-- EXERCISE PASSAGE follows --

On February 20, 1962, astronaut John Glenn became the 1st American to orbit Earth as he flew aboard Project Mercury’s Friendship 7 spacecraft, which circled the globe three times in a flight lasting 4 hours, 55 minutes, and 23 seconds before splashing down safely in the Atlantic Ocean 800 miles southeast of Bermuda.

February 20, 1966, Army PFC Emmitt C. Adams from Isom in Letcher County and Army SP4 Raymond S. Ford from Bardstown in Nelson County died in the Vietnam War.

February 20, 1968, Army 1LT Jeffrey W. Green from Bowling Green in Warren County and Army PFC Donald D. Philbeck from Richmond in Madison County died in the Vietnam War.

February 20, 1969, Army SGT Harold Sullivan from Pineville in Bell County died in the Vietnam War.

February 20, 1971, UK Coach Adolph Rupp, who left the hospital to watch his team, was the #1 fan while Coach Joe B. Hall took the reins.

Localtonians wish a Happy Birthday to Lexington native Brian Thomas Littrell, born in 1975.  After the Backstreet Boys, he became the father of country singer Baylee Littrell.

February 20, 1976, Muhammad Ali (50-2) fought Jean-Pierre Coopman (24-3) in Roberto Clemente Coliseum, San Juan, Puerto Rico.  Ali’s best friend, Howard Bingham, said this about Coopman, a Belgian: “By all accounts, he was a very nice man.  He just couldn’t fight.”  At the news conference to announce the fight, Coopman was pleased to meet his hero; he kept trying to kiss him.  “Get this guy away from me,” Ali said.  Coopman’s American manager, George Kanter, who tried to sell the fight, found a voodoo witch doctor he claimed would help Coopman win.  Coopman believed in witches and was happy to be put into a deep hole and have water poured over him.  He drank champagne in his locker room before the fight.  Ali toyed with him until the 5th round and then dropped him.

February 20, 1980, a two-and-a-half month civil suit ended when a jury decided that family members did not prove that “old-style” aluminum wire caused the Beverly Hills fire in Covington, a disappointing verdict for many.

February 20, 1982, Rev. Dale Peterson, Pastor of Paducah’s Broadway Baptist Church, led 500 protestors worried about an off-track betting facility planned for his city.  

February 20, 1990, Logan County teenager Courtney Wright, 17, named the 1990 Miss National Teenager, visited President G.H.W. Bush in the White House.

-- EXERCISE PASSAGE concluded --
-- SUPPLIED DATA follows --

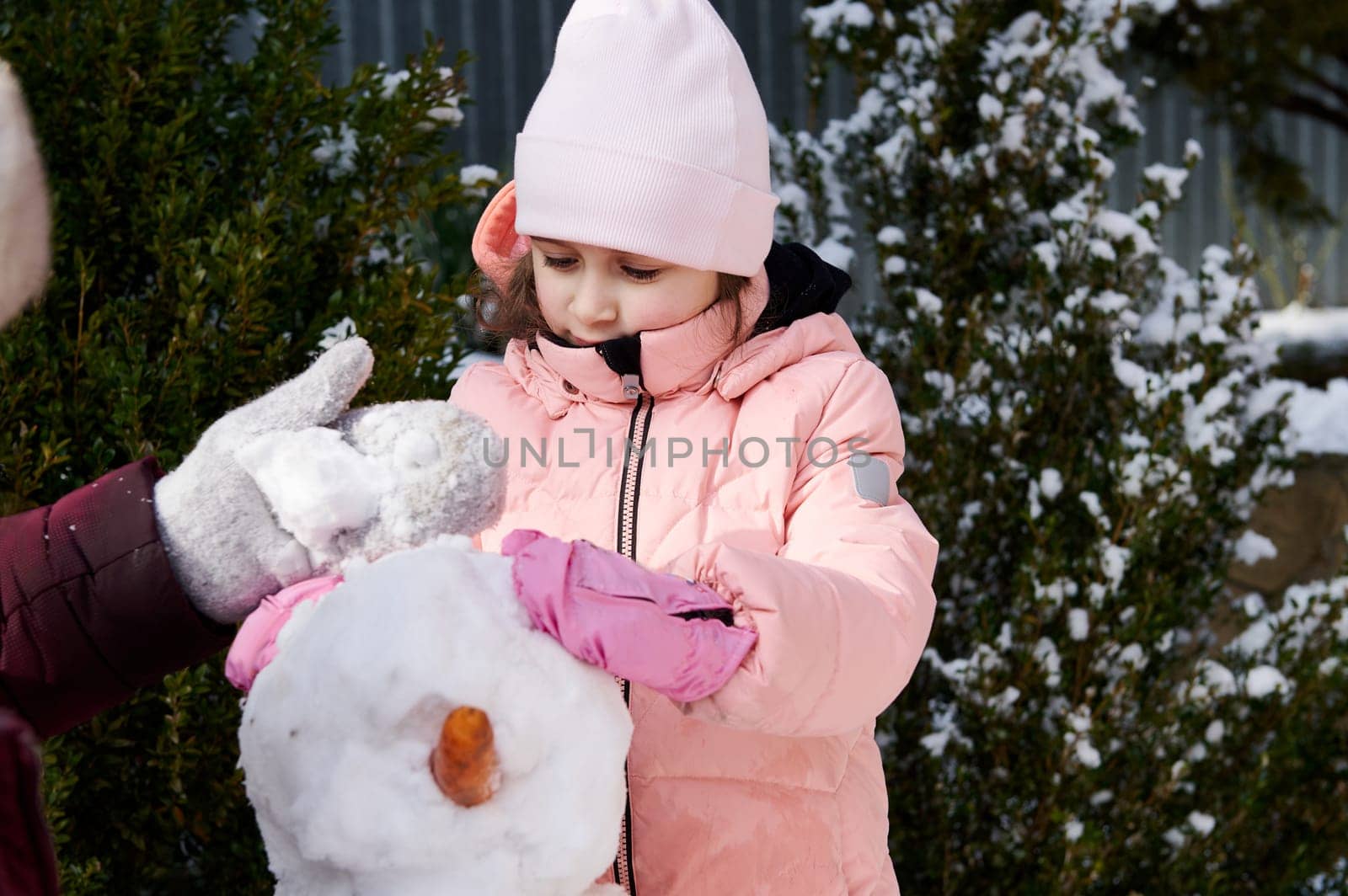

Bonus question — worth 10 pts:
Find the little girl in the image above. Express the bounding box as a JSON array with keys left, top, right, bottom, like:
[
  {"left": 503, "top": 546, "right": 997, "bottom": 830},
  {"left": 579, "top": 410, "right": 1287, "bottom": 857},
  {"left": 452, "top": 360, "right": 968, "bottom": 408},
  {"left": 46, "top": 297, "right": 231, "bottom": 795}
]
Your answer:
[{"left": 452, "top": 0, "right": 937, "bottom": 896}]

-- SUPPLIED DATA concluded --
-- SUPPLIED DATA follows --

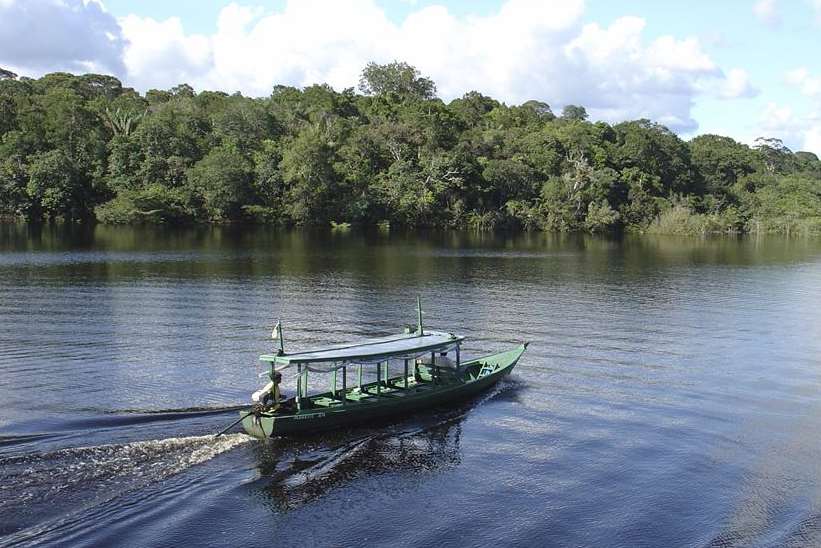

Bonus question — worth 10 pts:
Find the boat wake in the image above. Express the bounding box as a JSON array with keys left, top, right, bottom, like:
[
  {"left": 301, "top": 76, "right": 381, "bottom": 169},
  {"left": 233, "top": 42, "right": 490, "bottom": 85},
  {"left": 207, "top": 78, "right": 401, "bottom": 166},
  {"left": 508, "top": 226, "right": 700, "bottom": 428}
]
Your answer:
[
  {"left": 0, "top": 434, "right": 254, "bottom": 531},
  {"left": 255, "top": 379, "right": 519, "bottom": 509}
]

-- SUPPLIED DATA concluded --

> [WHAT YOU WILL DO]:
1. Answer these questions about the February 20 passage:
(a) How many times did the Friendship 7 spacecraft circle the globe?
(b) In what arena did Muhammad Ali fight Jean-Pierre Coopman?
(c) How many protestors did Rev. Dale Peterson lead?
2. Please reproduce the February 20 passage from "February 20, 1966, Army" up to and including "Bell County died in the Vietnam War.".
These entries have nothing to do with the work here.

> [RESPONSES FOR EACH TASK]:
1.
(a) Three times.
(b) Roberto Clemente Coliseum in San Juan, Puerto Rico.
(c) 500.

2.
February 20, 1966, Army PFC Emmitt C. Adams from Isom in Letcher County and Army SP4 Raymond S. Ford from Bardstown in Nelson County died in the Vietnam War.

February 20, 1968, Army 1LT Jeffrey W. Green from Bowling Green in Warren County and Army PFC Donald D. Philbeck from Richmond in Madison County died in the Vietnam War.

February 20, 1969, Army SGT Harold Sullivan from Pineville in Bell County died in the Vietnam War.